WHAT YOU HAVE TO DO -
Make an exact copy of all the data.

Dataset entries
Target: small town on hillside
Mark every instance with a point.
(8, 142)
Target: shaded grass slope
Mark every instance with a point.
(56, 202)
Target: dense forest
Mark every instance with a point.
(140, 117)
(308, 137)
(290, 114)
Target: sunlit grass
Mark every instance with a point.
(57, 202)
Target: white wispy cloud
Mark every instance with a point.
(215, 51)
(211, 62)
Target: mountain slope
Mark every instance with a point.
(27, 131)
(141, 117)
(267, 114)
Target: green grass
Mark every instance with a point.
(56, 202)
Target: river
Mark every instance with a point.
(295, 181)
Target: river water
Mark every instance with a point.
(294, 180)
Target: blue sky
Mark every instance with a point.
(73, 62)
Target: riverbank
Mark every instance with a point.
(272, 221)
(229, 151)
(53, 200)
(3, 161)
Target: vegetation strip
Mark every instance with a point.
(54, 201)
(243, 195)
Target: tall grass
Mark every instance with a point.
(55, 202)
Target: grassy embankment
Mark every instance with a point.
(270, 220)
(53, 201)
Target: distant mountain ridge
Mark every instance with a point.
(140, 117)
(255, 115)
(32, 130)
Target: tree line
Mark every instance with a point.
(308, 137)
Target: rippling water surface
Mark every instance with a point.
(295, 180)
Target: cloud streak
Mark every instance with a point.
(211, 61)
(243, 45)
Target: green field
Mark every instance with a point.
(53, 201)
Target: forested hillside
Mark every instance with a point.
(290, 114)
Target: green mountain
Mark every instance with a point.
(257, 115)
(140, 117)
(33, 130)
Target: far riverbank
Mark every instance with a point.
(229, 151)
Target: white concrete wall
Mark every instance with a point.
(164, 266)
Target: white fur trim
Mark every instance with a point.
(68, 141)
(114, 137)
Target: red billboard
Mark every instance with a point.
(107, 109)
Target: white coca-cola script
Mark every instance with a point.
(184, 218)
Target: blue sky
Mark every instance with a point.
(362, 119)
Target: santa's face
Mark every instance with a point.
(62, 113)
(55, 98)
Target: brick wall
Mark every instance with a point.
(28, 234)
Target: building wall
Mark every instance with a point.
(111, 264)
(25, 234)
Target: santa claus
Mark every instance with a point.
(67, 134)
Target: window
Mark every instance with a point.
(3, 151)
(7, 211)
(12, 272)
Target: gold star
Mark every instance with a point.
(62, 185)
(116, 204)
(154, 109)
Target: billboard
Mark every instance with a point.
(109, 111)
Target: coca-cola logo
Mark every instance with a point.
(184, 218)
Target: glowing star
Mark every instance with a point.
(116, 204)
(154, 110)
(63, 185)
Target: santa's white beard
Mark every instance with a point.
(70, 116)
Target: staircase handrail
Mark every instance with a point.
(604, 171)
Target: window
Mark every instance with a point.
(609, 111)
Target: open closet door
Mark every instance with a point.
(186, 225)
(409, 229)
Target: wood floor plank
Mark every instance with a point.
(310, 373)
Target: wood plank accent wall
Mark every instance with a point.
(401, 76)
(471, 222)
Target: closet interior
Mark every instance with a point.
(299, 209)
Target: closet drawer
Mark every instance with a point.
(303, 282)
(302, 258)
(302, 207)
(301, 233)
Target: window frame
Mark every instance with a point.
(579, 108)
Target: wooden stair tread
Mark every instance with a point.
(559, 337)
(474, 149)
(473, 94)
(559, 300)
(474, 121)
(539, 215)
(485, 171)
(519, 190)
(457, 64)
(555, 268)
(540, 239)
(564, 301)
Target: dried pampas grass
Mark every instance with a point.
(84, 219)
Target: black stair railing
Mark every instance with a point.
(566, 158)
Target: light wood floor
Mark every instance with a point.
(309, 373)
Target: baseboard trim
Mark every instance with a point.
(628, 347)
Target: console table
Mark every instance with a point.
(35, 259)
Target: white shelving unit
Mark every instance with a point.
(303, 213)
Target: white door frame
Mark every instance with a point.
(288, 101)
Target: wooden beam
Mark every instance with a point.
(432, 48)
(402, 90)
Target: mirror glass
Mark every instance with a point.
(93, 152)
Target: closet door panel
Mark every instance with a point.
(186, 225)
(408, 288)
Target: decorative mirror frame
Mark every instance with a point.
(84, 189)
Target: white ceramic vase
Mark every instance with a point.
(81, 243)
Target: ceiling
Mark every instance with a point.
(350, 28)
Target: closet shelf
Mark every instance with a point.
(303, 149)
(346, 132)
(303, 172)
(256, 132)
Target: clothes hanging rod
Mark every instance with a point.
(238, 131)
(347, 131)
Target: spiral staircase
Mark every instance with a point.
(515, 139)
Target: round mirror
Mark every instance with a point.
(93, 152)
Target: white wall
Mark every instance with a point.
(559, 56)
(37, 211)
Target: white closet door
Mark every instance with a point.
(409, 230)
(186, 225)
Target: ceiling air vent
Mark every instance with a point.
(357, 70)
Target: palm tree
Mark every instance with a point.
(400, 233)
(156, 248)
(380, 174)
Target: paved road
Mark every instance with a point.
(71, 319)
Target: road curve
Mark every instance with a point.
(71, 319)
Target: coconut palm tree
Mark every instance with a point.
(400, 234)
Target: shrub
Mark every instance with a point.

ANSWER SECTION -
Target: small town on hillside
Mark every instance with a point.
(8, 142)
Target: shaded grass slope
Mark every instance with a point.
(56, 202)
Target: dense forest
Mark every instance with a point.
(140, 117)
(308, 137)
(290, 114)
Target: sunlit grass
Mark every instance with a point.
(57, 202)
Target: white wispy cloud
Mark every instance with a point.
(215, 51)
(211, 62)
Target: mountain slope
Mark every instance with a point.
(27, 131)
(141, 117)
(267, 114)
Target: green grass
Mark every instance with a point.
(56, 202)
Target: river
Mark every instance with a point.
(295, 181)
Target: river water
Mark every instance with a point.
(294, 180)
Target: blue sky
Mark every instance with a point.
(73, 62)
Target: riverbank
Mark every instance with a point.
(272, 221)
(229, 151)
(53, 200)
(3, 161)
Target: vegetation strip
Mark every instance with a point.
(54, 201)
(243, 195)
Target: tall grass
Mark every instance with a point.
(55, 202)
Target: grassy embankment
Mark every instance with a point.
(270, 220)
(53, 201)
Target: distant mountain ridge
Mark every instance with a point.
(140, 117)
(255, 115)
(32, 130)
Target: tree line
Mark every instance with a point.
(308, 137)
Target: rippling water surface
Mark every instance with a point.
(295, 180)
Target: cloud streak
Mark every instance with a point.
(211, 61)
(243, 45)
Target: green field
Mark every instance with a point.
(53, 201)
Target: forested hillside
Mark every instance with a point.
(290, 114)
Target: green mountain
Mark every instance with a point.
(257, 115)
(140, 117)
(33, 130)
Target: far riverbank
Mark every instance with a point.
(229, 151)
Target: white concrete wall
Mark every instance with a point.
(164, 266)
Target: white fur trim
Mark every instance with a point.
(68, 141)
(114, 137)
Target: red billboard
Mark every instance with a point.
(107, 109)
Target: white coca-cola script
Mark every instance with a point.
(184, 218)
Target: blue sky
Mark every instance with a point.
(362, 119)
Target: santa's face
Mark every instance with a point.
(62, 113)
(55, 98)
Target: brick wall
Mark every instance with a point.
(28, 234)
Target: building wall
Mark every instance with a point.
(111, 264)
(25, 234)
Target: santa claus
Mark every instance with a point.
(67, 134)
Target: window
Mark every instance with a point.
(3, 151)
(7, 211)
(12, 272)
Target: gold star
Mark every instance with a point.
(62, 185)
(116, 204)
(154, 109)
Target: billboard
Mark every instance with a point.
(109, 111)
Target: coca-cola logo
Mark every instance with a point.
(184, 218)
Target: glowing star
Mark every instance with a point.
(116, 204)
(154, 110)
(63, 185)
Target: santa's white beard
Mark every instance with a point.
(70, 116)
Target: staircase handrail
Mark every instance with a point.
(604, 171)
Target: window
Mark every instance with a point.
(609, 111)
Target: open closet door
Mark every instance with a point.
(186, 225)
(409, 229)
Target: wood floor plank
Mark every instance with a point.
(310, 373)
Target: wood plank accent wall
Mark every instance with a point.
(401, 76)
(471, 222)
Target: closet interior
Mark every instance with a point.
(299, 209)
Target: closet drawer
Mark every instance with a point.
(303, 282)
(302, 258)
(302, 207)
(301, 233)
Target: window frame
Mark every instance with a point.
(579, 108)
Target: wooden stair tread
Mark every instance with a point.
(559, 337)
(474, 149)
(473, 94)
(559, 300)
(474, 121)
(539, 215)
(485, 171)
(519, 190)
(457, 64)
(555, 268)
(540, 239)
(564, 301)
Target: dried pampas grass
Mark every instance with a point.
(84, 219)
Target: black stair railing
Mark every instance with a point.
(566, 158)
Target: light wood floor
Mark every instance with a point.
(309, 373)
Target: baseboard trim
Mark every instance with a point.
(628, 347)
Target: console table
Mark every instance with a point.
(35, 259)
Target: white shelving unit
Mark every instance with a point.
(303, 213)
Target: white door frame
Mark every instance with a point.
(288, 101)
Target: wooden beam
Mark every instance with a point.
(432, 48)
(402, 90)
Target: mirror glass
Mark every instance with a point.
(93, 152)
Target: closet door panel
Mark every instance with a point.
(186, 225)
(408, 288)
Target: decorative mirror frame
Mark every instance with a point.
(84, 189)
Target: white ceramic vase
Mark every instance with a point.
(81, 243)
Target: ceiling
Mark every instance with a point.
(350, 28)
Target: closet shelf
Mark every instance with a point.
(303, 149)
(346, 132)
(303, 172)
(256, 132)
Target: clothes hanging rod
Mark every instance with a point.
(238, 131)
(347, 131)
Target: spiral staircase
Mark every instance with a point.
(515, 139)
Target: round mirror
Mark every instance with a point.
(93, 152)
Target: white wall
Mark every instance with a point.
(559, 56)
(37, 211)
Target: white closet door
Mark every instance with a point.
(409, 230)
(186, 225)
Target: ceiling air vent
Mark every instance with a point.
(357, 70)
Target: palm tree
Mark every instance with a point.
(400, 233)
(156, 248)
(380, 174)
Target: paved road
Mark every instance with a point.
(71, 319)
Target: road curve
Mark every instance with a point.
(71, 319)
Target: coconut palm tree
Mark every instance with a point.
(400, 234)
Target: shrub
Mark every instance with a point.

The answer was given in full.